● **PROMPT**
Will you quote all of the entries, word for word?

● **SUPPLIED RECORDS**
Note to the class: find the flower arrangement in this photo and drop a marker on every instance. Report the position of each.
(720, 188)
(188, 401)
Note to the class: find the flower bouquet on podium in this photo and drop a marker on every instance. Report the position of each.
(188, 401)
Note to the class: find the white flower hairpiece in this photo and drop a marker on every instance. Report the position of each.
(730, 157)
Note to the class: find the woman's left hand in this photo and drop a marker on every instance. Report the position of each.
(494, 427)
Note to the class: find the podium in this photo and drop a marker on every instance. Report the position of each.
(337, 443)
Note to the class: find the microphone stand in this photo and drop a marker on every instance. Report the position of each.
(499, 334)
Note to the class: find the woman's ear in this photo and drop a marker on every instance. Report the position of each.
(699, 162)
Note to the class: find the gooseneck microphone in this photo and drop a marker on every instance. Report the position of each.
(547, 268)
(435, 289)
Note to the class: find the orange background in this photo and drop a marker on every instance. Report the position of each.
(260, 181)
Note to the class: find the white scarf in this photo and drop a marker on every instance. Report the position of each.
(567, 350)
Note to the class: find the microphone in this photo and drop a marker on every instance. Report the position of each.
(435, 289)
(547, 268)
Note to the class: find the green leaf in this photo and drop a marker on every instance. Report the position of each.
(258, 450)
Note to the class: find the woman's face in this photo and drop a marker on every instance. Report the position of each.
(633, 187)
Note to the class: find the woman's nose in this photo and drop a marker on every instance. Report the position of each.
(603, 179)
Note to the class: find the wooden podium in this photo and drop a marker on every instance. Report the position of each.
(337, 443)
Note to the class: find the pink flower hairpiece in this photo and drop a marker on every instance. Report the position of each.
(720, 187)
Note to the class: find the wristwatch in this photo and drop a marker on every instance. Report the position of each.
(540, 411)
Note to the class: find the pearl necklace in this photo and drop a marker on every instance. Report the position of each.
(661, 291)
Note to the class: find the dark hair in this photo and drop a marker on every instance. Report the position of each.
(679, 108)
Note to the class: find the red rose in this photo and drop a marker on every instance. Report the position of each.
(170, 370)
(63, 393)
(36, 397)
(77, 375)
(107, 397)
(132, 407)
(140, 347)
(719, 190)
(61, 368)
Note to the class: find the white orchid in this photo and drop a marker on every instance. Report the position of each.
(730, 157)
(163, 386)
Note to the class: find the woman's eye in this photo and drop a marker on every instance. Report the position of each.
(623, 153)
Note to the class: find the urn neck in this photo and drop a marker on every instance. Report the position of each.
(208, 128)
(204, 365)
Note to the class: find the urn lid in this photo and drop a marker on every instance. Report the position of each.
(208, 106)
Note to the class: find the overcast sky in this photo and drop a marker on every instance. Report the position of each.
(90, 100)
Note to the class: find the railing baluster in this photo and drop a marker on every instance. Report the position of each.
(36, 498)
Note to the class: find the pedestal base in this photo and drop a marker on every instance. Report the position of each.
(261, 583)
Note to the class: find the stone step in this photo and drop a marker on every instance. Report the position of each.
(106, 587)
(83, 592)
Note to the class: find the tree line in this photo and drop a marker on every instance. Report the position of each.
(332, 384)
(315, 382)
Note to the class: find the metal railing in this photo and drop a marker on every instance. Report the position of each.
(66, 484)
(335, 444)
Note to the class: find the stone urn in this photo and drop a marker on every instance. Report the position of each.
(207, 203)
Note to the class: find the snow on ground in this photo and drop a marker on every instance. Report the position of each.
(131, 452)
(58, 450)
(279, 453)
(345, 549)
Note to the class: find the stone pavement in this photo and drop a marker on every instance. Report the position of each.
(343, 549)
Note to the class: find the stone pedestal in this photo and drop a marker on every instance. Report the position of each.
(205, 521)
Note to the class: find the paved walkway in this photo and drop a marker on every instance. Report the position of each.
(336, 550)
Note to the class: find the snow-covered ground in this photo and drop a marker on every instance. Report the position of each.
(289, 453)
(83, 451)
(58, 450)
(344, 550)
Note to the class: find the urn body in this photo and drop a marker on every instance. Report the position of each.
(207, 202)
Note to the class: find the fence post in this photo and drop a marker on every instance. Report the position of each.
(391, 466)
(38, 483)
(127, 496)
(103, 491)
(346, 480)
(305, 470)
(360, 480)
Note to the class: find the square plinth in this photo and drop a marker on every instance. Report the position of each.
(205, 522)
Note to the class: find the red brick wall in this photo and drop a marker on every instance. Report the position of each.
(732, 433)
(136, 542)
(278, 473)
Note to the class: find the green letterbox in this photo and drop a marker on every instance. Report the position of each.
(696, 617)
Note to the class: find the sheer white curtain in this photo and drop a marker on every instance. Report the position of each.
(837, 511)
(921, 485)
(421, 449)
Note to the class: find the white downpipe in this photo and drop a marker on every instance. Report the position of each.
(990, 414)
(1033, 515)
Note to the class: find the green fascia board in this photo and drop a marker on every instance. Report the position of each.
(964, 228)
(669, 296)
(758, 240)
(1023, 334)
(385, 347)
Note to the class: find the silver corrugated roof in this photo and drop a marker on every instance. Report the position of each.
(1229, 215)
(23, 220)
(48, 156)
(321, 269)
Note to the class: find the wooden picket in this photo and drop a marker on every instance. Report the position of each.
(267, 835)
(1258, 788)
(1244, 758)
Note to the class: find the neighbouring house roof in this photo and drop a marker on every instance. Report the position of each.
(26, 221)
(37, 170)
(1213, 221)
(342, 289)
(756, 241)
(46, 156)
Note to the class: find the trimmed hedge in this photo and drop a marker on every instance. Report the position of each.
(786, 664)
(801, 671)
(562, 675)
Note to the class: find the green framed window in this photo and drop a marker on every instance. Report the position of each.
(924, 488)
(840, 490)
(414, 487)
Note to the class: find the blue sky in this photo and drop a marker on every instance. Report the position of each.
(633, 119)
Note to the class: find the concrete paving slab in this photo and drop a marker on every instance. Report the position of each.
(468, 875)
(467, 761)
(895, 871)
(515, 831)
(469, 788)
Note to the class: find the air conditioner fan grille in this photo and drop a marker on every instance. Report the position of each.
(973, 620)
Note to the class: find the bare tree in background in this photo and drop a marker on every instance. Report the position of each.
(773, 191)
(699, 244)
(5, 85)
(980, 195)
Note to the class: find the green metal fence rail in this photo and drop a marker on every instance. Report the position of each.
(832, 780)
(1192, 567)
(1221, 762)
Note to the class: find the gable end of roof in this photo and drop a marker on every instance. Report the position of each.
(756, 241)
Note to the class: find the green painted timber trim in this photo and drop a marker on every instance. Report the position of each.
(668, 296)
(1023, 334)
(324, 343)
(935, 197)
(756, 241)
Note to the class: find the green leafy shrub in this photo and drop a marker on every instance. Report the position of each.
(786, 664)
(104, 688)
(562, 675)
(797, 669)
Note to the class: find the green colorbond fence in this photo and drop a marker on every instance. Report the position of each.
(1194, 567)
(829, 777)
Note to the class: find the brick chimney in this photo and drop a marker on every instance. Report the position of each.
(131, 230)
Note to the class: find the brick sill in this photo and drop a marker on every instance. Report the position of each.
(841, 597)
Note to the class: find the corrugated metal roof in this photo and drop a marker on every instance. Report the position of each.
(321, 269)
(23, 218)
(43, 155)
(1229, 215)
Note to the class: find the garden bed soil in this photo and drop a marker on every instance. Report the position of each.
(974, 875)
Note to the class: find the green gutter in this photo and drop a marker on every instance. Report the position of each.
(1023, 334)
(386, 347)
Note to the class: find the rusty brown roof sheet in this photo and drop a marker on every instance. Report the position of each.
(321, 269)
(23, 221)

● **SOLUTION**
Note to the class: find the flower arrangement in this photo and drop a marker on every instance. Report the position of each.
(720, 188)
(188, 401)
Note to the class: find the flower bouquet on podium in this photo and drop a marker on every instance. Report the position of each.
(188, 401)
Note to the class: find the white flower hairpiece in this photo and drop a marker on every instance. Report the position of each.
(730, 157)
Note to the class: find the woman's left hand in this photo and drop a marker on every instance. Report the position of each.
(494, 427)
Note to the class: find the podium in this photo and drop a marker on every instance. Report the position of each.
(337, 443)
Note to the class: find the microphone stand in this photo and drop a marker on every instance. Report the position of each.
(499, 334)
Note to the class: find the woman's ear in this photo and drop a marker on every instance. Report the position of each.
(699, 162)
Note to the class: find the gooseneck microphone in this photo and drop a marker on every instance. Report the position of each.
(547, 268)
(435, 289)
Note to the class: find the orange background in this photo and drop a marker on every instance. Report the position of each.
(260, 181)
Note to the class: find the white scarf in this photo and drop a marker on every instance. Report the position of each.
(567, 350)
Note to the class: find the microphone in this photo and drop a marker on every instance. Report the position of each.
(435, 289)
(547, 268)
Note to the class: find the green leaf in this photo and drop a marker on every instance. Report the position of each.
(258, 450)
Note to the class: find the woman's face in this photo and drop a marker on every instance. Report the position of each.
(633, 187)
Note to the class: find the woman's nose in this photo and drop a marker on every instance. Report the position of each.
(603, 179)
Note to the class: find the wooden podium in this photo and drop a marker on every instance. Report the position of each.
(337, 443)
Note to the class: find the pink flower hairpiece in this photo and drop a marker on every instance. Report the position of each.
(720, 187)
Note to the class: find the wristwatch in this photo and drop a marker on every instance. Report the position of each.
(540, 411)
Note to the class: find the pearl necklace in this photo and drop a marker on every instance. Report the position of each.
(661, 291)
Note to the class: find the dark hair in this photo and drop a marker on every instance. Report the position of each.
(679, 108)
Note to the class: find the red rose in this photo and drop a marker on every instance. Report the position of each.
(170, 370)
(63, 393)
(36, 397)
(77, 375)
(107, 397)
(132, 407)
(140, 347)
(719, 190)
(61, 368)
Note to the class: find the white orchid in this photo and drop a marker on every instance. Report the position of each.
(730, 157)
(163, 386)
Note to the class: find the woman's eye in this photo and drop a marker on every instance. Report the position of each.
(623, 153)
Note to the class: find the urn neck in this photo and drop a marker on every instance. Report the position of each.
(208, 128)
(204, 365)
Note to the class: find the urn lid in this photo and drop a marker on every instance. Report the position of each.
(208, 106)
Note to the class: find the overcast sky in this photo and drop a marker on every instance. Report the position of each.
(90, 100)
Note to the class: find the railing baluster in this photo and drop a marker on every instance. Report the position of each.
(36, 498)
Note to the class: find the pedestal base in this photo and drop a marker on every instance. Report the position of each.
(261, 583)
Note to the class: find the stone step in this photo and drop a marker on every instance. Report the position of each.
(106, 587)
(83, 592)
Note to the class: find the tree line in this photo and drop a marker on every instance. Report the position of each.
(332, 384)
(315, 382)
Note to the class: find the metal railing in this photo and drop a marker on every instance. Report the position of each.
(66, 484)
(335, 444)
Note to the class: find the stone urn in this photo and drop a marker on every instance. Report the position of each.
(207, 203)
Note to the class: find the snow on ground in this photo and drop a marker on every instance. Report the position of each.
(131, 452)
(58, 450)
(279, 453)
(345, 549)
Note to the class: find the stone pavement in this photo and drop a marker on every instance. Report the position of each.
(343, 549)
Note to the class: find the stone pedestal in this photo and drop a marker on every instance. Report the position of each.
(205, 521)
Note to the class: find the paved walkway in this photo and drop a marker on every instance. Report the position of each.
(336, 550)
Note to the class: find the snow-covered ground in this photo and drop a marker on every instance. Report the position of each.
(289, 453)
(83, 451)
(58, 450)
(344, 550)
Note to the class: find the urn body in this photo and drop a marker on every instance. Report the position of each.
(207, 202)
Note to the class: find the fence post in this photo and drop a marker on every instance. Report the position of each.
(391, 466)
(38, 483)
(127, 496)
(103, 491)
(346, 480)
(305, 470)
(360, 480)
Note to the class: find the square plinth in this photo and drop a marker on every instance. Report the position of each.
(205, 522)
Note to the class: find the red brick wall in this photo and drop a marker on every instance. Report the position of each.
(732, 433)
(136, 542)
(278, 473)
Note to the class: find the green letterbox in this photo and drop a marker on every instance. Report the position of each.
(696, 617)
Note to the class: find the sheer white curtain in this photo and drop a marker on every instance. Report the position of each.
(837, 511)
(921, 485)
(421, 449)
Note to the class: find the white downpipe in this photo and drop a marker on every instance. Report the position of each.
(990, 414)
(1033, 515)
Note to the class: find the green fascia board in this photo and drop a marker on every instance. Report the position of each.
(964, 228)
(669, 296)
(758, 240)
(1023, 334)
(385, 347)
Note to the class: find the silver corrugated roof in this photo and drop a marker on every instance. Report the position of each.
(1229, 215)
(23, 220)
(48, 156)
(321, 269)
Note to the class: find the wooden picket in this photo and drop a marker on every instance. Report the position of each.
(267, 835)
(1258, 788)
(1244, 758)
Note to the class: find the neighbouring house roof in this photo and drop a marker on every instance. Report the position of each.
(26, 221)
(37, 170)
(1213, 221)
(342, 289)
(756, 241)
(46, 156)
Note to the class: find the trimmed hedge in this photo and drop a marker on every instance. Report the position of each.
(786, 664)
(801, 671)
(562, 675)
Note to the class: find the green framed window in this photo and drop a marker on every instance. Report the position of each.
(924, 488)
(840, 490)
(414, 487)
Note to the class: find the blue sky in this photo and drop a marker on every instance. Report the position of each.
(633, 119)
Note to the class: find the concrete paving slab in this photo and drop a marker on every instance. Report the position of each.
(468, 875)
(467, 761)
(895, 871)
(515, 831)
(469, 788)
Note to the class: find the air conditioner fan grille in this photo and drop a marker on every instance. Report the position of each.
(973, 620)
Note to the class: find the bare tree in background in this photo and drop a marker on every instance. Report the position of each.
(773, 191)
(699, 244)
(5, 85)
(980, 195)
Note to the class: find the green metal fence rail in this photo and drop a marker on every instance. Report the position of each.
(832, 780)
(1192, 567)
(1221, 762)
Note to the class: find the gable end of roof in this photo and drop a marker on every instance. Report the position of each.
(756, 241)
Note to the class: find the green painted timber trim in this photo and drop a marker on every instance. Report the position of each.
(668, 296)
(1023, 334)
(324, 343)
(935, 197)
(756, 241)
Note to the class: find the green leafy shrub in this photo and drop a marker on every instance. Report the position of each.
(786, 664)
(104, 688)
(562, 675)
(797, 669)
Note to the class: find the green colorbond fence in this photo and drop a marker on every instance. Report the position of each.
(1194, 567)
(829, 777)
Note to the class: find the brick chimney in this photo and drop a marker on every instance. Report the position of each.
(131, 230)
Note to the class: find the brick sill in this photo and drop a marker on every instance. Report the position of each.
(841, 597)
Note to the class: find the corrugated metal roof in this photo and drop a marker on every instance. Report the position of each.
(321, 269)
(23, 218)
(43, 155)
(1229, 215)
Note to the class: find the garden bed soil in this photo and drop a marker on every instance. Report the position of each.
(974, 875)
Note to the class: find the green gutter in this photo and drop a marker on every instance. Report the position of each.
(1023, 334)
(386, 347)
Note to the class: find the rusty brown roof sheet in this photo and drop a marker on every instance. Report the position of each.
(321, 269)
(23, 221)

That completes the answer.